** start of SOURCE MATERIAL **

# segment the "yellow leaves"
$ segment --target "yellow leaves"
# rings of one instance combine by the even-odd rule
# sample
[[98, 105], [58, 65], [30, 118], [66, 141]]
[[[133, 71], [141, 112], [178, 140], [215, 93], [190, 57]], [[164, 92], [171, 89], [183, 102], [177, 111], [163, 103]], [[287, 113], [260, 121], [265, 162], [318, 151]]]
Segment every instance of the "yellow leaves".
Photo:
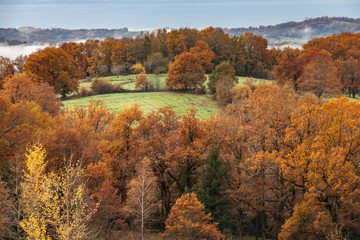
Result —
[[50, 239], [48, 226], [60, 239], [86, 237], [86, 222], [92, 212], [85, 201], [80, 166], [69, 165], [61, 175], [46, 174], [45, 150], [33, 146], [28, 151], [27, 172], [21, 185], [24, 217], [20, 223], [27, 239]]
[[145, 72], [140, 72], [140, 74], [136, 77], [135, 88], [143, 87], [145, 90], [148, 90], [148, 87], [151, 85], [150, 80], [148, 79]]
[[137, 63], [133, 66], [131, 66], [130, 68], [131, 70], [133, 70], [135, 73], [144, 73], [145, 74], [145, 67], [143, 65], [141, 65], [140, 63]]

** end of SOURCE MATERIAL **

- _WHAT IS EXPECTED_: Recast all the rows above as a numbered list, skipping any blank lines and leaving the pictures out.

- _REPLY TO THE EXERCISE_:
1. # segment the "yellow leaves"
2. $ segment --target "yellow leaves"
3. # rings of one instance combine by the even-odd rule
4. # sample
5. [[98, 105], [58, 65], [30, 118], [66, 141]]
6. [[[133, 71], [141, 112], [178, 140], [215, 93], [190, 57]], [[164, 92], [171, 89], [183, 102], [177, 111], [163, 103]], [[287, 113], [260, 121], [265, 162], [318, 151]]]
7. Segment every instance of the "yellow leaves".
8. Photo:
9. Result —
10. [[50, 239], [48, 226], [60, 239], [86, 237], [86, 222], [92, 212], [85, 201], [80, 166], [69, 165], [61, 175], [46, 174], [45, 150], [33, 146], [28, 151], [27, 172], [21, 185], [24, 217], [20, 223], [27, 239]]
11. [[145, 72], [140, 72], [140, 74], [136, 77], [135, 88], [143, 87], [145, 90], [148, 90], [148, 87], [151, 85], [150, 80], [148, 79]]
12. [[137, 63], [133, 66], [131, 66], [130, 68], [131, 70], [133, 70], [135, 73], [144, 73], [145, 74], [145, 67], [143, 65], [141, 65], [140, 63]]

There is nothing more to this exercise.